Assigned task ->
Filter the records below, keeping only lines with the string "rough".

Stored items:
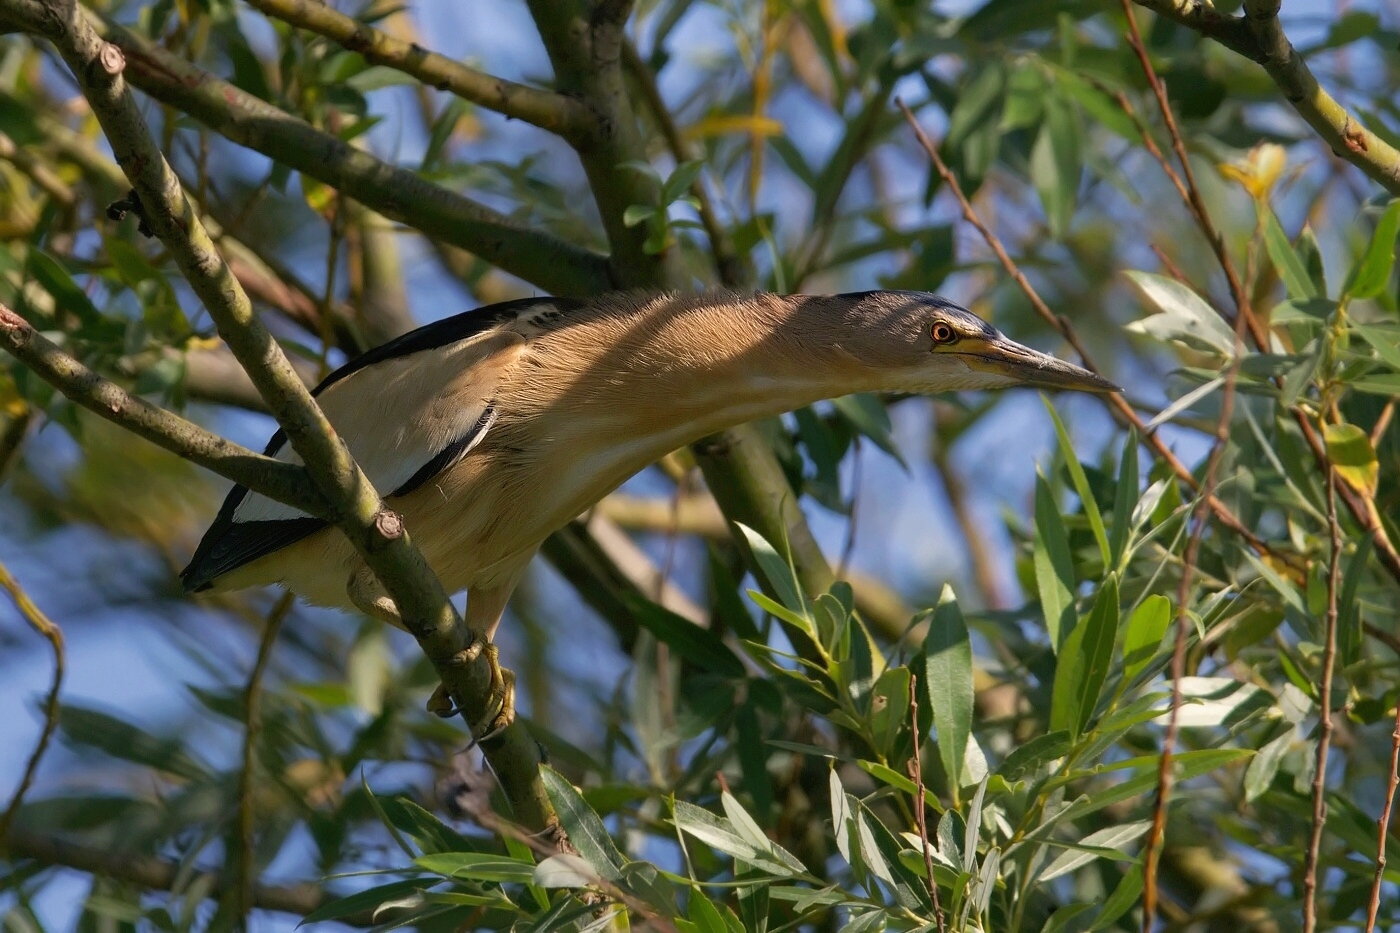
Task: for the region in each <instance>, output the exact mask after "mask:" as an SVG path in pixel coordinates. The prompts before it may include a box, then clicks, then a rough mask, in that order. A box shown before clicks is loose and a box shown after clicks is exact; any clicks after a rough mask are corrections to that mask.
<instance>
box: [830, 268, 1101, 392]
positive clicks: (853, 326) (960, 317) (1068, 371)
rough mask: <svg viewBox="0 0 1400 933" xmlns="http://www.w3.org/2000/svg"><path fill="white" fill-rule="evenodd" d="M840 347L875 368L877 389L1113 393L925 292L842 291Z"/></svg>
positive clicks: (1064, 365) (1099, 381)
mask: <svg viewBox="0 0 1400 933" xmlns="http://www.w3.org/2000/svg"><path fill="white" fill-rule="evenodd" d="M844 297H847V298H848V300H850V303H848V304H847V305H846V307H847V311H846V322H847V325H855V326H850V328H848V331H847V335H846V339H844V340H843V342H841V345H843V347H844V349H846V350H848V352H850V353H851V354H853V356H855V357H858V359H860V361H861V363H862V364H865V366H874V367H876V368H878V370H881V371H882V374H883V375H885V378H883V380H882V381H883V382H885V385H883V388H888V389H899V391H906V392H918V394H930V392H951V391H959V389H995V388H1008V387H1014V385H1022V387H1029V388H1046V389H1072V391H1081V392H1119V391H1121V389H1119V387H1117V385H1114V384H1113V382H1110V381H1107V380H1105V378H1103V377H1100V375H1095V374H1093V373H1091V371H1089V370H1085V368H1082V367H1078V366H1074V364H1072V363H1065V361H1064V360H1058V359H1056V357H1053V356H1050V354H1047V353H1040V352H1039V350H1032V349H1030V347H1028V346H1022V345H1021V343H1016V342H1015V340H1012V339H1009V338H1008V336H1007V335H1004V333H1002V332H1001V331H998V329H997V328H994V326H991V325H990V324H987V322H986V321H983V319H981V318H979V317H977V315H974V314H973V312H972V311H969V310H966V308H963V307H959V305H956V304H953V303H952V301H948V300H945V298H941V297H938V296H935V294H930V293H927V291H869V293H864V294H860V296H844Z"/></svg>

Exercise solution ->
Task: for the region in each <instance>, output the exact mask after "mask:" as an SVG path in pixel coordinates. The prompts before it may include a box, then clicks, then a rough mask, in that order. A box shown before clicks is loose and a box shown after clicks is exact; any clicks after a rough mask are corrections to that mask.
rough mask: <svg viewBox="0 0 1400 933" xmlns="http://www.w3.org/2000/svg"><path fill="white" fill-rule="evenodd" d="M840 347L875 368L877 389L1113 393L925 292L842 291Z"/></svg>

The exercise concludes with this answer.